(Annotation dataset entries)
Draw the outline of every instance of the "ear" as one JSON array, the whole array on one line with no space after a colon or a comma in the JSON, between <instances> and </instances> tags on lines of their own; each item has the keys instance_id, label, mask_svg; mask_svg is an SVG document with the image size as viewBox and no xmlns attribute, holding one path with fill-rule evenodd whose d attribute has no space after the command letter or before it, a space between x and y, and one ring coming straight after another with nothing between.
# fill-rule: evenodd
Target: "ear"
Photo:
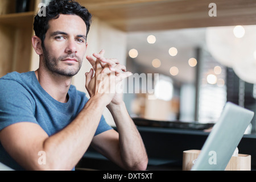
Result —
<instances>
[{"instance_id":1,"label":"ear","mask_svg":"<svg viewBox=\"0 0 256 182\"><path fill-rule=\"evenodd\" d=\"M41 55L43 54L42 40L38 36L34 35L32 37L32 45L38 55Z\"/></svg>"}]
</instances>

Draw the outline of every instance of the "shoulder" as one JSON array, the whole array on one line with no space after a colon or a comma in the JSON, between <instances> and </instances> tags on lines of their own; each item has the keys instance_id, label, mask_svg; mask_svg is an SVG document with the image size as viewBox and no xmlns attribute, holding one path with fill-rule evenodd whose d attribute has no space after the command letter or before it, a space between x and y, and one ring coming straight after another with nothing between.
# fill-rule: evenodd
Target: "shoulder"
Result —
<instances>
[{"instance_id":1,"label":"shoulder","mask_svg":"<svg viewBox=\"0 0 256 182\"><path fill-rule=\"evenodd\" d=\"M10 94L14 92L27 93L26 89L27 82L31 82L31 73L19 73L16 72L7 73L0 78L0 92Z\"/></svg>"}]
</instances>

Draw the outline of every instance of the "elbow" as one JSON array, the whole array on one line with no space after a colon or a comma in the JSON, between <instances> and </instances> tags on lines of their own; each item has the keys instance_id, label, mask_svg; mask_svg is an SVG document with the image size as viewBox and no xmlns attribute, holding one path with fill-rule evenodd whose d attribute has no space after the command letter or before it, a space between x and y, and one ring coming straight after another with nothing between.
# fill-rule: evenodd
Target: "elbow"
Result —
<instances>
[{"instance_id":1,"label":"elbow","mask_svg":"<svg viewBox=\"0 0 256 182\"><path fill-rule=\"evenodd\" d=\"M146 158L139 162L129 165L127 167L127 169L130 171L145 171L147 169L148 162L148 160Z\"/></svg>"}]
</instances>

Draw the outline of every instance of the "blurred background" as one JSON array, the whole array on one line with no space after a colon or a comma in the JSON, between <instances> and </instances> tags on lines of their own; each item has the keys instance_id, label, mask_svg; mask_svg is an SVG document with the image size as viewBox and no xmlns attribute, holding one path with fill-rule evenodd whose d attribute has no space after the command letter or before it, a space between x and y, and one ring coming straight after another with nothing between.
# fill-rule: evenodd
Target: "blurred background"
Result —
<instances>
[{"instance_id":1,"label":"blurred background","mask_svg":"<svg viewBox=\"0 0 256 182\"><path fill-rule=\"evenodd\" d=\"M255 1L77 1L93 15L86 54L105 49L134 73L123 84L133 118L214 123L227 101L256 111ZM1 0L0 76L38 67L33 17L48 2ZM79 90L90 68L85 60Z\"/></svg>"}]
</instances>

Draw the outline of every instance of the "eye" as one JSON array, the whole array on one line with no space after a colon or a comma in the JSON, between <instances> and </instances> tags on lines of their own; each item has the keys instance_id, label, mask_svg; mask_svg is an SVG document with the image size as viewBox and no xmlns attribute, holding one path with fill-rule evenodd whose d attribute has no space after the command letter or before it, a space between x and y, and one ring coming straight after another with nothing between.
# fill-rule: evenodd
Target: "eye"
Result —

▸ WHAT YOU NEED TO DO: Give the data again exactly as written, with all pictures left out.

▸ FULL SOLUTION:
Draw the outline of every instance of the "ear" as one JSON array, the whole array on one line with no space after a colon or a comma in the JSON, between <instances> and </instances> tags on lines of their own; each item has the keys instance_id, label, mask_svg; mask_svg is an SVG document with the image size as viewBox and no xmlns attribute, holding one path with fill-rule evenodd whose d attribute has no space after the command letter or before it, a space between x and y, and one ring coming straight after another with nothing between.
# fill-rule: evenodd
Target: "ear"
Photo:
Result —
<instances>
[{"instance_id":1,"label":"ear","mask_svg":"<svg viewBox=\"0 0 256 182\"><path fill-rule=\"evenodd\" d=\"M41 55L43 54L42 40L38 36L34 35L32 37L32 45L38 55Z\"/></svg>"}]
</instances>

Draw the outline of every instance of the "shoulder" as one JSON array, the whole array on one line with no space after a colon or a comma in the JSON, between <instances> and </instances> tags on lines of their own; each item has the keys instance_id, label, mask_svg; mask_svg is an SVG document with the image size as viewBox and no xmlns attribute, holding one path with fill-rule evenodd whose d attribute has no space after the command letter or before it, a space between x and y, and one ring coming straight after another with nothing between.
# fill-rule: evenodd
Target: "shoulder"
Result —
<instances>
[{"instance_id":1,"label":"shoulder","mask_svg":"<svg viewBox=\"0 0 256 182\"><path fill-rule=\"evenodd\" d=\"M10 94L14 92L27 93L26 89L27 82L31 82L31 73L19 73L16 72L7 73L0 78L0 92Z\"/></svg>"}]
</instances>

Draw the outline of every instance of the "elbow" as one JSON array, the whole array on one line with no space after a colon or a comma in the JSON, between <instances> and </instances> tags on lines of their own; each item has the keys instance_id, label, mask_svg; mask_svg is an SVG document with the image size as viewBox and no xmlns attribute, holding one path with fill-rule evenodd whose d attribute has no space after the command letter or before it, a space between x and y, and one ring coming straight after another with nothing between.
# fill-rule: evenodd
Target: "elbow"
Result —
<instances>
[{"instance_id":1,"label":"elbow","mask_svg":"<svg viewBox=\"0 0 256 182\"><path fill-rule=\"evenodd\" d=\"M146 158L139 162L129 165L127 167L127 169L130 171L145 171L147 169L148 162L148 160Z\"/></svg>"}]
</instances>

Draw the outline of every instance of the "blurred background" as one JSON array, the whole array on one line with no space after a colon or a comma in the JSON, between <instances> and </instances> tags on lines of their own; each item has the keys instance_id, label, mask_svg; mask_svg is an SVG document with the image size as viewBox and no xmlns attribute, holding one path with fill-rule evenodd whose d attribute has no space after the command letter or before it, a space between x and y, and one ring coming straight after another with nothing between.
# fill-rule: evenodd
Target: "blurred background"
Result —
<instances>
[{"instance_id":1,"label":"blurred background","mask_svg":"<svg viewBox=\"0 0 256 182\"><path fill-rule=\"evenodd\" d=\"M255 1L77 1L93 15L86 54L105 49L134 73L123 84L133 118L214 123L227 101L256 111ZM1 0L0 76L38 67L33 17L48 2ZM79 90L90 68L85 60Z\"/></svg>"}]
</instances>

Draw the outline of every instance of the "eye" as one JSON array, the whole array on one line with no space after a colon or a comma in the JSON, between <instances> and </instances> tags on lines of their own; each item has the keys instance_id, label, mask_svg; mask_svg is an SVG document with the image size as viewBox and no xmlns attribute, holding one path with fill-rule evenodd whose d attribute has no space after the command letter or before it, a space between x and y, and one ring coming straight after another with nothing between.
# fill-rule: evenodd
Target: "eye"
Result —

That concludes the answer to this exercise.